■ **Selected passage**

□ □ □ □ □

[Date Prev][Date Next][Thread Prev][Thread Next]
[Date Index]
[Thread Index]
- Subject: Behavior of utf8.offset overflow
- From: Hisham <h@...>
- Date: Sun, 23 Apr 2017 04:06:27 -0300
The index argument of string.sub overflows gracefully and gives me an
empty string:
> string.sub("hello", 10)
> string.sub("hello", 5)
o
To match on UTF-8 characters, however, I need to convert the index via
utf8.offset.
> string.sub("héllo", 5)
lo
> string.sub("héllo", utf8.offset("héllo", 5))
o
However, the conjunction of string.sub and utf8.offset is not as
forgiving as the ASCII version:
> string.sub("héllo", utf8.offset("héllo", 10))
stdin:1: bad argument #2 to 'sub' (number expected, got nil)
stack traceback:
[C]: in function 'string.sub'
stdin:1: in main chunk
[C]: in ?
Using utf8.offset to convert ASCII indices to UTF-8 indices with
string.find produces an even more surprising result:
> string.find("hello", "o", 10)
nil
When we begin our search past the end of the string, we simply don't
find what we're looking for, as expected.
> string.find("hello", "o", utf8.offset("hello", 10))
5 5
When we replace the init argument with utf8.offset(s, init), we now
get a nil in case of overflow, causing the init argument to be
ignored.
Since the utility of utf8.offset is essentially to give UTF-8-aware
indices to the other string.* functions, it could be a nicer behavior
if utf8.offset(s, i) returned #s+1 in case the desired offset is past
the end of the string, instead of the current nil. This would make
utf8.offset a drop-in replacement for the indices in all string
functions.
(Side note: string.byte is a bit funny in that it returns _no value_
in case of overflow (not nil)
> string.byte("hello", 10)
> type(string.byte("hello", 10))
stdin:1: bad argument #1 to 'type' (value expected)
stack traceback:
[C]: in function 'type'
stdin:1: in main chunk
[C]: in ?
> x = string.byte("hello", 10); print(x)
nil
It's not clear to me what are the criteria for functions to return no
value versus nil -- as seen above, string.find returns an explicit
nil.)
In any case, this is what we get if we don't check for nil with the
current behavior:
> string.byte("hello", utf8.offset("hello", 10))
104
For completeness, the other string function that uses an index is
string.match, and it behaves like string.find:
> string.match("hello", "o", 10)
nil
> string.match("hello", "o", utf8.offset("hello", 10))
o
I'm not sure if this is an improvement worth breaking compatibility,
but I thought I'd share the observation. Adding extra nil-checks in
the code is annoying (and forgetting them is easy).
-- Hisham

□ □ □ □ □

■ **Job**
Which functions from the string library does the mailing-list post on utf8.offset overflow name?

□ □ □ □ □

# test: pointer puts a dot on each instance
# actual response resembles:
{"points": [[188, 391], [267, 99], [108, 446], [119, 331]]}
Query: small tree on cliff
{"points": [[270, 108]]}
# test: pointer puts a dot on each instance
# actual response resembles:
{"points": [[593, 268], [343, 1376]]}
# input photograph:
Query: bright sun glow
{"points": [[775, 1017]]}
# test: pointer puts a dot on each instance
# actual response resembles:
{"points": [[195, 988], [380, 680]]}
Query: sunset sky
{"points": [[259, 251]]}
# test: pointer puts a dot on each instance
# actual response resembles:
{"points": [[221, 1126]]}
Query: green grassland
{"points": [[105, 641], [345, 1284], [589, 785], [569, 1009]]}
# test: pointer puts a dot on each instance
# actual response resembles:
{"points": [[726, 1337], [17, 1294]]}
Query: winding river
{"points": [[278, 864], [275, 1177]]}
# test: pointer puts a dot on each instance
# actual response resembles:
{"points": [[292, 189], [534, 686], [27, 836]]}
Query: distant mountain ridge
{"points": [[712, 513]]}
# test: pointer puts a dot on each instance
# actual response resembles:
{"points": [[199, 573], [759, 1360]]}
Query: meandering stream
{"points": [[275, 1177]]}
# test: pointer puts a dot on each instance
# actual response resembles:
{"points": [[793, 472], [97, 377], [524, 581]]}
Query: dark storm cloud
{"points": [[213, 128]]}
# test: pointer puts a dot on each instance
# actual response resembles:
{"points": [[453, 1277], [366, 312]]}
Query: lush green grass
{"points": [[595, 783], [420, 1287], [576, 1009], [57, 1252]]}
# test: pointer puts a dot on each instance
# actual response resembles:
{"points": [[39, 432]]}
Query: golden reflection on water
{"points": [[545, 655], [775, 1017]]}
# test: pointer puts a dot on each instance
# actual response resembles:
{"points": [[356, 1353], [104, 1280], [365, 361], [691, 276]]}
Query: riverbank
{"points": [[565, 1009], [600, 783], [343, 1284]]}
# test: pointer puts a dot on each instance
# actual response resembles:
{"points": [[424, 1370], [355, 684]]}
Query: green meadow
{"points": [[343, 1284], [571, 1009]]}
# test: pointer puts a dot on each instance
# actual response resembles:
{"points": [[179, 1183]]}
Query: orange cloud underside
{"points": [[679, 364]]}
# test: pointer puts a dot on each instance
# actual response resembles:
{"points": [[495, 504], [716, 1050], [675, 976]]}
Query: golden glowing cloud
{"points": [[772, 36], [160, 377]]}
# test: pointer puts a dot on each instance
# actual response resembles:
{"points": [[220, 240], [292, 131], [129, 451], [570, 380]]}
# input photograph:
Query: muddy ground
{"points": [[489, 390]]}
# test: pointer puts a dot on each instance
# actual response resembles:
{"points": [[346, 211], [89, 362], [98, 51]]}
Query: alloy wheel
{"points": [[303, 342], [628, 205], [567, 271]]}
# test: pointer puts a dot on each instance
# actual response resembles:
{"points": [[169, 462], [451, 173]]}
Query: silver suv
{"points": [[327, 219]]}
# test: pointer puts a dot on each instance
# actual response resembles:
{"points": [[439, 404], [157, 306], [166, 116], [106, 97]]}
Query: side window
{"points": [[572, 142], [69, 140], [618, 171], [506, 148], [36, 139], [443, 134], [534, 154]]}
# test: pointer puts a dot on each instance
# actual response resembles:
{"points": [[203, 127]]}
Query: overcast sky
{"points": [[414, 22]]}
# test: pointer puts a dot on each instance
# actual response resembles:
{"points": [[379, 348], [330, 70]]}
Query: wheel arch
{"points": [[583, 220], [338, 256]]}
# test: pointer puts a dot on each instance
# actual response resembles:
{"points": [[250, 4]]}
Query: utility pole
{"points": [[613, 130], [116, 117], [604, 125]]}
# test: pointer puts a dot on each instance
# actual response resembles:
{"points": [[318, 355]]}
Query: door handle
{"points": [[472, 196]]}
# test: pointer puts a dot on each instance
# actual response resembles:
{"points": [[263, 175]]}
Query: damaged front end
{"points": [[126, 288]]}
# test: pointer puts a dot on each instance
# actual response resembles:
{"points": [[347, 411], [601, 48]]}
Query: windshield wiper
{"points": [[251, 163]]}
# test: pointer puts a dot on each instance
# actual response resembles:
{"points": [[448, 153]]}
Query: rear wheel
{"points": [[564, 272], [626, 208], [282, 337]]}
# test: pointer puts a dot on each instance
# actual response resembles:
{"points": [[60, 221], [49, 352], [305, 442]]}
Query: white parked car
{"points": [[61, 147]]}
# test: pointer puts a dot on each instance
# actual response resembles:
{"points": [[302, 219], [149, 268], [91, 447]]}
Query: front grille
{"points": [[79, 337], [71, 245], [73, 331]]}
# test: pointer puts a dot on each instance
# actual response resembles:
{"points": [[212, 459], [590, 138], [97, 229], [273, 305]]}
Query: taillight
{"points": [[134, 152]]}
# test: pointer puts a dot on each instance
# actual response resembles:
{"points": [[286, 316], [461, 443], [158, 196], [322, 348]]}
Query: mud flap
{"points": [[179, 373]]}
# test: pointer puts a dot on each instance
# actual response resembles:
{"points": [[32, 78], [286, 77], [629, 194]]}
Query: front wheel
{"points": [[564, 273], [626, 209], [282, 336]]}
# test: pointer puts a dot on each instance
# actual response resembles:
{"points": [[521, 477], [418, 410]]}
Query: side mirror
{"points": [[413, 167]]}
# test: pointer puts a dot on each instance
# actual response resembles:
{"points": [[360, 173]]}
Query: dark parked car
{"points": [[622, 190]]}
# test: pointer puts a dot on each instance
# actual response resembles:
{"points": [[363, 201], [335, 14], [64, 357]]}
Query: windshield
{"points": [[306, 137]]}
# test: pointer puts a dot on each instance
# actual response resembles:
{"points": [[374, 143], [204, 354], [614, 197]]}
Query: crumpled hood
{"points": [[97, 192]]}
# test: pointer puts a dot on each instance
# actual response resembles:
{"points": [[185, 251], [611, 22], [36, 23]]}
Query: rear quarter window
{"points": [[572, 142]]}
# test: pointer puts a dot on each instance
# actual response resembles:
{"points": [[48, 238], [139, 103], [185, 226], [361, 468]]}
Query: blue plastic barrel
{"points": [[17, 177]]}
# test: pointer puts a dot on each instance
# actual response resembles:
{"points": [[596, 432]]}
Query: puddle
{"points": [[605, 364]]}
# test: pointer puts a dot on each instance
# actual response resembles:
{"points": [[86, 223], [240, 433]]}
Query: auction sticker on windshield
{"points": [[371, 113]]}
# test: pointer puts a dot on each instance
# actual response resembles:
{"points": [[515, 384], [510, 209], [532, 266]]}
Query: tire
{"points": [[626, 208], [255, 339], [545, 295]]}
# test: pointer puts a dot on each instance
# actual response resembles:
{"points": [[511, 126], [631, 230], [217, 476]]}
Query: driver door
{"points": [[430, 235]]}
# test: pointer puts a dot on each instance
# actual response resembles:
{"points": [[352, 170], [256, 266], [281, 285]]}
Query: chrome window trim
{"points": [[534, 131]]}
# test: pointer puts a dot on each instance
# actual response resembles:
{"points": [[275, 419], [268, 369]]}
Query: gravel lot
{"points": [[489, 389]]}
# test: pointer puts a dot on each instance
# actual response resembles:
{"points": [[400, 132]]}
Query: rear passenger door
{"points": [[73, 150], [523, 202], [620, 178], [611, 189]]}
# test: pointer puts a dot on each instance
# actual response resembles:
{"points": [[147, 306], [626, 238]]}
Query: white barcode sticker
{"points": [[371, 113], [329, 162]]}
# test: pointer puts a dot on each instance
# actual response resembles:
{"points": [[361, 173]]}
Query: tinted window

□ □ □ □ □

■ **Result**
string.sub, string.find, string.byte, string.match